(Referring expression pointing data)
************

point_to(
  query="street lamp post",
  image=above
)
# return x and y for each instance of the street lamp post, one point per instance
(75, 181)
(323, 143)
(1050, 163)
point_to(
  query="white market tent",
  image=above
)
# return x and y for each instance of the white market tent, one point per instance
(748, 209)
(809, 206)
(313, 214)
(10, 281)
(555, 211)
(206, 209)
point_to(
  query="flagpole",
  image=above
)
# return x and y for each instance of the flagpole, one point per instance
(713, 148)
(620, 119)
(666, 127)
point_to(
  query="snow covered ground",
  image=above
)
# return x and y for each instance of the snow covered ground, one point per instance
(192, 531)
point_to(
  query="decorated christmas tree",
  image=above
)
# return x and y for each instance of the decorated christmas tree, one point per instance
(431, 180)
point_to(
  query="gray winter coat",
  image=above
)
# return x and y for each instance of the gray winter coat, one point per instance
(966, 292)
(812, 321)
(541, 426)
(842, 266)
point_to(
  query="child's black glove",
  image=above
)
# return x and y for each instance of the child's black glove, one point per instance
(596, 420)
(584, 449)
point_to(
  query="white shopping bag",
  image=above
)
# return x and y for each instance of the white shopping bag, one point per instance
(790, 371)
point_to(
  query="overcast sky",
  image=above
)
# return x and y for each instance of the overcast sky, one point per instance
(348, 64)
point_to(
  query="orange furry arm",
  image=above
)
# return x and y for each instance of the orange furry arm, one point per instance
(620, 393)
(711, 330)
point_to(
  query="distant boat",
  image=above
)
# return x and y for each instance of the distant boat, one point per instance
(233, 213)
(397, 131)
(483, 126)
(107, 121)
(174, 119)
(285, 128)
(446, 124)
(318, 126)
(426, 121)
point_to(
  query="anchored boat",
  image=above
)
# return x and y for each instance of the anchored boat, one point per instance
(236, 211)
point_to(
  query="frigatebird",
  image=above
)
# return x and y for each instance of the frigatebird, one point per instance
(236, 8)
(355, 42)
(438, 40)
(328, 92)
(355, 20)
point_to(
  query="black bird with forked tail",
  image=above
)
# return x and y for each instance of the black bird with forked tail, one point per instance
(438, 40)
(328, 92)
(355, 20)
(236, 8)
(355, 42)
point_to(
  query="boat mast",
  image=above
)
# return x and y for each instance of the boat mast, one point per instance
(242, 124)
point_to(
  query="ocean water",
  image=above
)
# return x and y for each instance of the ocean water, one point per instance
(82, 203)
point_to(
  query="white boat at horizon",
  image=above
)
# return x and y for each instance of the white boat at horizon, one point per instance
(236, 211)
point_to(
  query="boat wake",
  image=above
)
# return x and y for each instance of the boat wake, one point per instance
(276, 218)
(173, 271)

************

Copy each line of the records verbatim.

== Task response ==
point_to(
  query="street lamp post",
  image=above
)
# return x and y for each instance of the street lamp post, one point per instance
(75, 181)
(323, 143)
(1050, 163)
point_to(
  query="white market tent",
  image=above
)
# return x and y for each instance of the white market tent, one point per instance
(748, 209)
(809, 206)
(313, 214)
(10, 281)
(555, 211)
(206, 209)
point_to(
  query="flagpole",
  image=above
)
# return x and y for each instance of the flagpole, one point per instance
(713, 148)
(620, 119)
(666, 127)
point_to(
  query="snow covered ground",
  image=above
)
# return x and y for each instance of the snow covered ground, one point per instance
(192, 531)
point_to(
  query="decorated christmas tree",
  image=above
)
# return x and y for each instance of the decorated christmas tree, one point per instance
(431, 180)
point_to(
  query="gray winter coat",
  image=above
)
# return x and y for each instance of the gray winter coat, one point per instance
(966, 292)
(812, 321)
(541, 426)
(842, 266)
point_to(
  query="child's black glove",
  image=above
)
# return x and y for each instance of the child's black glove, one point per instance
(596, 420)
(584, 449)
point_to(
  query="white shopping bag",
  image=above
)
# return x and y for each instance of the white shopping bag, one point per instance
(790, 371)
point_to(
  query="overcast sky",
  image=above
)
# return x and y for each instance of the overcast sky, one point per instance
(348, 64)
point_to(
  query="orange furry arm",
  image=above
)
# return x and y for each instance of the orange furry arm, one point per instance
(620, 393)
(711, 330)
point_to(
  query="distant boat",
  image=above
)
# return x and y for each instance of the distant boat, one point per instance
(233, 213)
(397, 131)
(483, 126)
(107, 121)
(174, 119)
(285, 128)
(446, 124)
(318, 126)
(426, 121)
point_to(
  query="anchored boat",
  image=above
)
# return x and y for each instance of the anchored boat, one point per instance
(236, 211)
point_to(
  query="frigatebird",
  image=above
)
# return x and y for each instance of the frigatebird, one point per instance
(236, 8)
(355, 42)
(438, 40)
(328, 92)
(355, 20)
point_to(
  query="black bird with forked tail",
  image=above
)
# return x and y for each instance of the black bird with forked tail, one point per instance
(438, 40)
(328, 92)
(355, 20)
(236, 8)
(355, 42)
point_to(
  query="boat mast",
  image=above
)
# return x and y for each instance of the boat mast, one point per instance
(242, 124)
point_to(
  query="ocean water",
  image=above
)
# return x and y for each instance of the ocean water, one point per instance
(82, 203)
point_to(
  query="white boat at horizon",
  image=above
)
# return x and y for each instance of the white boat at horizon, one point per instance
(236, 211)
point_to(
  query="boat wake",
  image=above
)
# return x and y for each instance of the boat wake, one point per instance
(276, 218)
(173, 271)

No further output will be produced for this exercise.